Your objective: Nothing should differ between your answer and the records.

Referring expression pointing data

________________

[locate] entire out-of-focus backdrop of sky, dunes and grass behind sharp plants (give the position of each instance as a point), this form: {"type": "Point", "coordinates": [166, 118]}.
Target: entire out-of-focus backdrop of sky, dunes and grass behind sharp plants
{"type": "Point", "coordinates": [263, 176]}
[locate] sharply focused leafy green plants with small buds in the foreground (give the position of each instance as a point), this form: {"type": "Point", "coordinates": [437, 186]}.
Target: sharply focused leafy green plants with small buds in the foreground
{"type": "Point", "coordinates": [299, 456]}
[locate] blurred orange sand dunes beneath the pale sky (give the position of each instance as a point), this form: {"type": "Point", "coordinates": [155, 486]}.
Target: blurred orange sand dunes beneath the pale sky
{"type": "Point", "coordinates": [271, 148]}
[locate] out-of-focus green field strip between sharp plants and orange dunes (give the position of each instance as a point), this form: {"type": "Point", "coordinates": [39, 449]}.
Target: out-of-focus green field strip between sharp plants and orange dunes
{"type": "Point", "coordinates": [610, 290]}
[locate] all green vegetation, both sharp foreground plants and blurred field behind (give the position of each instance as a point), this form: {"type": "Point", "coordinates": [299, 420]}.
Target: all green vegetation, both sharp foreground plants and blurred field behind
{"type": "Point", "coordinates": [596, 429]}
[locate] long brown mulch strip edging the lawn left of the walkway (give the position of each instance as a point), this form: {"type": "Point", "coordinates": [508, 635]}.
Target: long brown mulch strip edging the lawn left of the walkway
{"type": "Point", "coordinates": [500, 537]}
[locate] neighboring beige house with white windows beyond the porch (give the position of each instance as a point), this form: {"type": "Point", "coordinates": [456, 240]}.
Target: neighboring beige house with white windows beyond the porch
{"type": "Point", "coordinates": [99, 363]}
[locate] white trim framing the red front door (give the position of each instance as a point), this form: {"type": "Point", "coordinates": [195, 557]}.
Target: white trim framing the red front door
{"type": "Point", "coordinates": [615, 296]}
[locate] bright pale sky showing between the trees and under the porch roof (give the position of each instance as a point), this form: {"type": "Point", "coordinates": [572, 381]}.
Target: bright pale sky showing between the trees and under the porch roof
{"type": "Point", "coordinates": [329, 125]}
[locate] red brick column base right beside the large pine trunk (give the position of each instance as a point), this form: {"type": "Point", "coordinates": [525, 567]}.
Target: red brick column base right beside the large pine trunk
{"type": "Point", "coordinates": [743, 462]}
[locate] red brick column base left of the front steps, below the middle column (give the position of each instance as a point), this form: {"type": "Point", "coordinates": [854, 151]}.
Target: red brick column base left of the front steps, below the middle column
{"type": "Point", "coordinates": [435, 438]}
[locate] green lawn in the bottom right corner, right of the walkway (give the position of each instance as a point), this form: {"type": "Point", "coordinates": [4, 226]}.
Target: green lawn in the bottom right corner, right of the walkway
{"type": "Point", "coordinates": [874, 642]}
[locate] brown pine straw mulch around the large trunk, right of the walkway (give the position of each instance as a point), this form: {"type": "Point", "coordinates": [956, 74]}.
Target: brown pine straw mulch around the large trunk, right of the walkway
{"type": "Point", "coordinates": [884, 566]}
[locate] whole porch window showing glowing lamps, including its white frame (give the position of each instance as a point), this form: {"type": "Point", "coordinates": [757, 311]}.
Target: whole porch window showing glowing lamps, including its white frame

________________

Expected answer:
[locate] entire out-of-focus backdrop of sky, dunes and grass behind sharp plants (give the position of each instance as a point), this form: {"type": "Point", "coordinates": [166, 118]}.
Target: entire out-of-focus backdrop of sky, dunes and grass behind sharp plants
{"type": "Point", "coordinates": [263, 176]}
[locate] sharply focused leafy green plants with small buds in the foreground (give the position of each instance as a point), this form: {"type": "Point", "coordinates": [437, 186]}.
Target: sharply focused leafy green plants with small buds in the foreground
{"type": "Point", "coordinates": [299, 456]}
[locate] blurred orange sand dunes beneath the pale sky (give the position of each instance as a point), this form: {"type": "Point", "coordinates": [155, 486]}.
Target: blurred orange sand dunes beneath the pale sky
{"type": "Point", "coordinates": [271, 148]}
[locate] out-of-focus green field strip between sharp plants and orange dunes (give the position of each instance as a point), this form: {"type": "Point", "coordinates": [39, 449]}.
Target: out-of-focus green field strip between sharp plants and orange dunes
{"type": "Point", "coordinates": [610, 290]}
[locate] all green vegetation, both sharp foreground plants and blurred field behind (give the position of each instance as a point), this form: {"type": "Point", "coordinates": [299, 420]}.
Target: all green vegetation, both sharp foreground plants and blurred field behind
{"type": "Point", "coordinates": [596, 429]}
[locate] long brown mulch strip edging the lawn left of the walkway (give the position of each instance as a point), this form: {"type": "Point", "coordinates": [508, 635]}.
Target: long brown mulch strip edging the lawn left of the walkway
{"type": "Point", "coordinates": [500, 537]}
[locate] neighboring beige house with white windows beyond the porch (give the position of each instance as a point), this form: {"type": "Point", "coordinates": [456, 240]}.
Target: neighboring beige house with white windows beyond the porch
{"type": "Point", "coordinates": [99, 363]}
[locate] white trim framing the red front door (give the position of each instance as a point), this form: {"type": "Point", "coordinates": [195, 557]}.
Target: white trim framing the red front door
{"type": "Point", "coordinates": [615, 296]}
[locate] bright pale sky showing between the trees and under the porch roof (give the position of each instance as a point), this form: {"type": "Point", "coordinates": [572, 381]}.
Target: bright pale sky showing between the trees and under the porch roof
{"type": "Point", "coordinates": [329, 125]}
[locate] red brick column base right beside the large pine trunk (give the position of each instance as a point), this form: {"type": "Point", "coordinates": [525, 567]}.
Target: red brick column base right beside the large pine trunk
{"type": "Point", "coordinates": [743, 462]}
[locate] red brick column base left of the front steps, below the middle column (give the position of each instance as a point), this form: {"type": "Point", "coordinates": [854, 151]}.
Target: red brick column base left of the front steps, below the middle column
{"type": "Point", "coordinates": [435, 438]}
[locate] green lawn in the bottom right corner, right of the walkway (give the position of each instance as a point), this form: {"type": "Point", "coordinates": [4, 226]}.
Target: green lawn in the bottom right corner, right of the walkway
{"type": "Point", "coordinates": [874, 642]}
[locate] brown pine straw mulch around the large trunk, right of the walkway (give the position of each instance as a point), this form: {"type": "Point", "coordinates": [956, 74]}.
Target: brown pine straw mulch around the large trunk, right of the walkway
{"type": "Point", "coordinates": [884, 566]}
[locate] whole porch window showing glowing lamps, including its white frame (give the position of each instance as a point), this form: {"type": "Point", "coordinates": [757, 311]}.
Target: whole porch window showing glowing lamps, including its white frame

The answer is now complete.